### INPUT
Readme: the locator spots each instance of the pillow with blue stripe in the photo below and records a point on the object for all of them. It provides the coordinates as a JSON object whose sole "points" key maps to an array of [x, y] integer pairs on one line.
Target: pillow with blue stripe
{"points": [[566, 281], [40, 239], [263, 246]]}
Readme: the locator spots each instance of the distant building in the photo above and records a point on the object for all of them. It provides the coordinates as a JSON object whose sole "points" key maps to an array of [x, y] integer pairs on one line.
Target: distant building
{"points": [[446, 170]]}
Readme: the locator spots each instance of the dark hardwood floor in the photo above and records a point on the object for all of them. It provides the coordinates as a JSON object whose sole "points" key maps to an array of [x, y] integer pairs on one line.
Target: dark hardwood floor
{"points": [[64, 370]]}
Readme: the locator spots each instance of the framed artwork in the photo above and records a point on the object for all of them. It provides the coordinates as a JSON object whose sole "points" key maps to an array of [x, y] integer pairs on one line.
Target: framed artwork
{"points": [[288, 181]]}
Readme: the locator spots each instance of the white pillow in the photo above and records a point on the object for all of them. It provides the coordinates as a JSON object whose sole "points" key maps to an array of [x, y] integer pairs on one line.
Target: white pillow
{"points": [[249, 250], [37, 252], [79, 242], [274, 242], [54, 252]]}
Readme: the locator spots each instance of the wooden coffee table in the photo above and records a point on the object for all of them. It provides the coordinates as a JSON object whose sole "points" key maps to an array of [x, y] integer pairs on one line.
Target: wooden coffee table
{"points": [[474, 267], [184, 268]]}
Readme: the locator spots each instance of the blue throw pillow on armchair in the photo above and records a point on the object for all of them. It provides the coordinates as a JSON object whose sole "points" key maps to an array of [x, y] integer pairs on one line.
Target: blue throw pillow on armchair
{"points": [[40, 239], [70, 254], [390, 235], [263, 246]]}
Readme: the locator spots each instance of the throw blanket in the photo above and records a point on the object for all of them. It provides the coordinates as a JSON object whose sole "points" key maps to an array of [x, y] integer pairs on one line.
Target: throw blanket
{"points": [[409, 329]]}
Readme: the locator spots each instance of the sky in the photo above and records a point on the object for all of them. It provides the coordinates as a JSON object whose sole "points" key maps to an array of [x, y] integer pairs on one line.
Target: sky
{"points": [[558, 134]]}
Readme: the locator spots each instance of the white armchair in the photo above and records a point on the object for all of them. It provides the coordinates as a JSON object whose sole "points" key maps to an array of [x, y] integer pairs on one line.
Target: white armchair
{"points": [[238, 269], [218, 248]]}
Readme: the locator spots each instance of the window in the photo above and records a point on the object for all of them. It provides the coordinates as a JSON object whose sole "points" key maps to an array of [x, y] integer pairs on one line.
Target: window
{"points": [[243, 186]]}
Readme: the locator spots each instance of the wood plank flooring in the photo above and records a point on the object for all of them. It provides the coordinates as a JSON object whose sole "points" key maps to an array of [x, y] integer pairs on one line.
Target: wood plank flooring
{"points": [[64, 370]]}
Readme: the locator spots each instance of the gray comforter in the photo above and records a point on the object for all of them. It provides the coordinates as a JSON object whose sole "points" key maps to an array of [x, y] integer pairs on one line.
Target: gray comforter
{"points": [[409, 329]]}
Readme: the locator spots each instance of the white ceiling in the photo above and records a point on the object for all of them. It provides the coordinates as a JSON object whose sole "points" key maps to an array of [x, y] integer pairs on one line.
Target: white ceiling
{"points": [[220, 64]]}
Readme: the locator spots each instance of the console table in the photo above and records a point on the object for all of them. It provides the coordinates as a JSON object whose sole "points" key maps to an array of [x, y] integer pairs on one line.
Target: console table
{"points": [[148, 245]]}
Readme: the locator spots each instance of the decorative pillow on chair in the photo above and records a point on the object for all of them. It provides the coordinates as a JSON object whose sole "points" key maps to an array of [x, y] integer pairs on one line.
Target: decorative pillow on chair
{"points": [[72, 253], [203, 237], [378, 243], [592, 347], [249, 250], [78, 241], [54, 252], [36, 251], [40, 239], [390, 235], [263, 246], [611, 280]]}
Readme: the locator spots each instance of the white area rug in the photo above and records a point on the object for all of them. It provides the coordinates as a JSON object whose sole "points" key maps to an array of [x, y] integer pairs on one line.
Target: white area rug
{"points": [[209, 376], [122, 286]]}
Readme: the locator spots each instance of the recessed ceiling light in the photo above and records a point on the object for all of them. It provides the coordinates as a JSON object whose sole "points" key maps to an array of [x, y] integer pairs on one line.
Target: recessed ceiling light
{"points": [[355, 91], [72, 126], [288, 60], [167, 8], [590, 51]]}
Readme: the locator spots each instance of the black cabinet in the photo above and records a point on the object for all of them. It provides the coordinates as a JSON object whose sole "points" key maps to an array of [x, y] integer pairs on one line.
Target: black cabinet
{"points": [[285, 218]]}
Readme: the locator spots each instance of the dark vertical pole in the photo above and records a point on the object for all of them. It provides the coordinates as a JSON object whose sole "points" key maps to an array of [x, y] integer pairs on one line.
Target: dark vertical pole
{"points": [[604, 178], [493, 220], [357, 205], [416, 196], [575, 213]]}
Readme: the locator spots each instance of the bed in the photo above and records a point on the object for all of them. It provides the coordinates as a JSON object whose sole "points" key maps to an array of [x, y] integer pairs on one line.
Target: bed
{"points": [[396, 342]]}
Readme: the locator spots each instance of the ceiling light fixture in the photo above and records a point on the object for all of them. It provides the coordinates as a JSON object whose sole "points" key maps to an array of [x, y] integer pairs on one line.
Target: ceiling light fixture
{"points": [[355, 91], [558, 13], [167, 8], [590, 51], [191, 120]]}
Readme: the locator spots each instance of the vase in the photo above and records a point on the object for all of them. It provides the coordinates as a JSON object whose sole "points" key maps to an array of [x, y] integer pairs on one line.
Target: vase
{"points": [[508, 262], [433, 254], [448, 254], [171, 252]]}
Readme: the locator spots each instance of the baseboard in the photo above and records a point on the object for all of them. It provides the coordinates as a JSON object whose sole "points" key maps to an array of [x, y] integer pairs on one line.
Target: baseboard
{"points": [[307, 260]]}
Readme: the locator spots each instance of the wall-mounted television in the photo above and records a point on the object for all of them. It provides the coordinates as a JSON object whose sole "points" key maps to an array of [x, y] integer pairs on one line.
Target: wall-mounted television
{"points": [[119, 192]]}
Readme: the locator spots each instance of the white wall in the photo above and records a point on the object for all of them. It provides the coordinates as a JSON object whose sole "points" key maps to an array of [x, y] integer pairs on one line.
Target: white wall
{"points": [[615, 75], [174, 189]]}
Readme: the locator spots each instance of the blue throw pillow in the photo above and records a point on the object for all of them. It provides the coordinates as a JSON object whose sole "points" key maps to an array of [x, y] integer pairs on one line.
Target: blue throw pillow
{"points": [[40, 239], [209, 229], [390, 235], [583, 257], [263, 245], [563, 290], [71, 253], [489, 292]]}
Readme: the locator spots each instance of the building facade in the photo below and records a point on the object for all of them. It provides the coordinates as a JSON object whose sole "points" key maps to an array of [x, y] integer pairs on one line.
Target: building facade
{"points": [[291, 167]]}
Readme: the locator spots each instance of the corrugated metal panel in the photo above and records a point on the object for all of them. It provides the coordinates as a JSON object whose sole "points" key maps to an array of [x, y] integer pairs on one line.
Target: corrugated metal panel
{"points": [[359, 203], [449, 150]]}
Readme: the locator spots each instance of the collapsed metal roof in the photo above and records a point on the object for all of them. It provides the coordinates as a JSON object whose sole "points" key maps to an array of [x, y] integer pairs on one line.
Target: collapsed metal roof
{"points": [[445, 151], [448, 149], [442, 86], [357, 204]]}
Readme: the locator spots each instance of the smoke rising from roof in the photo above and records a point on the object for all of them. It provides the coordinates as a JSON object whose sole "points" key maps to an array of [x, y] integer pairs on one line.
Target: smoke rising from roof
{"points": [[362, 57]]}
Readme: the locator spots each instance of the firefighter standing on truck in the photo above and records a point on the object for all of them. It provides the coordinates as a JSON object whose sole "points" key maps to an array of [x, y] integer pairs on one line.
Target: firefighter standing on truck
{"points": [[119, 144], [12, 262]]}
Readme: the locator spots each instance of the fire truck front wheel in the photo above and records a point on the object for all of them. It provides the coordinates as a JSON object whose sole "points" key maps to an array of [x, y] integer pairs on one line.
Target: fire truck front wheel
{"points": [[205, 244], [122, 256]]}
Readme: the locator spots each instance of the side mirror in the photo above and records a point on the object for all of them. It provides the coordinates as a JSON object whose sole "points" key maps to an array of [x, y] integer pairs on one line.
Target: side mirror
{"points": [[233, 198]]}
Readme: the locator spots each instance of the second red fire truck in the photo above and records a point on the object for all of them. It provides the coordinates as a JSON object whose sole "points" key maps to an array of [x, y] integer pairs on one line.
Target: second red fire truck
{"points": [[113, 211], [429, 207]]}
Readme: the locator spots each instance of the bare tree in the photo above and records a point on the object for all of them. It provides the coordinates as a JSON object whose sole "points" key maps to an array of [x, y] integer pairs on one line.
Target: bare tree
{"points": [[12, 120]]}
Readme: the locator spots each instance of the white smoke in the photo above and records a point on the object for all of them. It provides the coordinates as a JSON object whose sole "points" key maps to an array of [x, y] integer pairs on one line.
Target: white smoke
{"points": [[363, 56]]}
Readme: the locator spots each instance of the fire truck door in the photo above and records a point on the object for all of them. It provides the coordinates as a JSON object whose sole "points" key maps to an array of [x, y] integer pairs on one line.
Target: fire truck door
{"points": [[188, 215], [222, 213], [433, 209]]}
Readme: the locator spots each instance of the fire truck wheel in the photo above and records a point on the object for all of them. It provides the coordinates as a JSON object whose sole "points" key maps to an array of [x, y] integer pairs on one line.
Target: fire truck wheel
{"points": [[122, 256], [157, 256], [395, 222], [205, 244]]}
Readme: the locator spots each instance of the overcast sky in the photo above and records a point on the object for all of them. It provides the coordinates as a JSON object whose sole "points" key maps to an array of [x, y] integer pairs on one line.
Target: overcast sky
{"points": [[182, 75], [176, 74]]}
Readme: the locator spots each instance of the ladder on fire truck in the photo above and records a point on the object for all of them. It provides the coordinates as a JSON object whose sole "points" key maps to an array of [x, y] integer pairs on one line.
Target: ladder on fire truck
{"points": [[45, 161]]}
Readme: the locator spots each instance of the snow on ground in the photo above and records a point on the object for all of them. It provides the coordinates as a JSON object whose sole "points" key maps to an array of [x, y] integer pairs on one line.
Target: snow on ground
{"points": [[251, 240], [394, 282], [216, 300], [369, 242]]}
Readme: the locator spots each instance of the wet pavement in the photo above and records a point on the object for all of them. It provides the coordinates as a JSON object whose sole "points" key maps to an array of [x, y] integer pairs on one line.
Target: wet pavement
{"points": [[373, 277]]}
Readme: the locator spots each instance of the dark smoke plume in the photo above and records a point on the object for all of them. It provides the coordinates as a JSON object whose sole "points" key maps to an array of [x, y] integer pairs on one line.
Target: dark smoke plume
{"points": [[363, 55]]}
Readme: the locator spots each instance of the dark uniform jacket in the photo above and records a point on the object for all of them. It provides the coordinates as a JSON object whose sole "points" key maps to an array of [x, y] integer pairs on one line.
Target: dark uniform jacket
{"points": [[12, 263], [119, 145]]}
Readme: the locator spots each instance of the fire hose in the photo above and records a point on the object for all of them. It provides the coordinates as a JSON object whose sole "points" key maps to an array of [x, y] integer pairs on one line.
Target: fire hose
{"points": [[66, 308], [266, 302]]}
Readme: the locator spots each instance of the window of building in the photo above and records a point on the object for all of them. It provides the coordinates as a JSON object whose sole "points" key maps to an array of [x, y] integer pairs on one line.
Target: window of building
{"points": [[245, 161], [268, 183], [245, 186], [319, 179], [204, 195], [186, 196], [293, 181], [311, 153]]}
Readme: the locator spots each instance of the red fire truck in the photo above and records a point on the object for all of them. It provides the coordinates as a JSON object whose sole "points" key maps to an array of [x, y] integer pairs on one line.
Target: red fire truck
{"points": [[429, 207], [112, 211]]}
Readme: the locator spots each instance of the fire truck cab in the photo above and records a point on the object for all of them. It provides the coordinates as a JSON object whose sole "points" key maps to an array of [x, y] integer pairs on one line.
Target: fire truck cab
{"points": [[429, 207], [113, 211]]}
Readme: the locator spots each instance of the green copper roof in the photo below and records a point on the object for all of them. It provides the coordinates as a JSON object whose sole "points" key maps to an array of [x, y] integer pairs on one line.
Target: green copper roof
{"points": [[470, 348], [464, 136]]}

### EXERCISE AIM
Reproduce, exactly as they stand in the data above, the lines from the one that holds "Readme: the locator spots each instance of the smoke" to the one that holds "Readme: the locator spots each instance of the side", inclusive.

### RESPONSE
Readme: the locator spots each instance of the smoke rising from roof in the photo above and records a point on the object for all of them. It provides the coordinates as a JSON object whose sole "points" key maps to an array of [x, y] integer pairs on one line.
Target: smoke rising from roof
{"points": [[362, 57]]}
Readme: the locator spots each instance of the firefighter standing on truck in the photo above and records a point on the object for all of them. It provides the coordinates as a JSON object whose sole "points" key maps to an array of [x, y] integer pairs on one line.
Target: firefighter standing on truck
{"points": [[119, 144], [12, 262]]}
Readme: the locator spots each instance of the fire truck front wheel in the photo above and records a point on the object for all of them. It provides the coordinates as a JSON object whose sole "points" key maps to an array of [x, y] integer pairs on one line.
Target: fire truck front wheel
{"points": [[205, 244], [122, 256]]}
Readme: the locator spots each instance of the side mirror in the photo above and records a point on the object for all of them. It provides the coordinates as a JSON object whose sole "points" key maps to an array of [x, y] integer pairs on one line.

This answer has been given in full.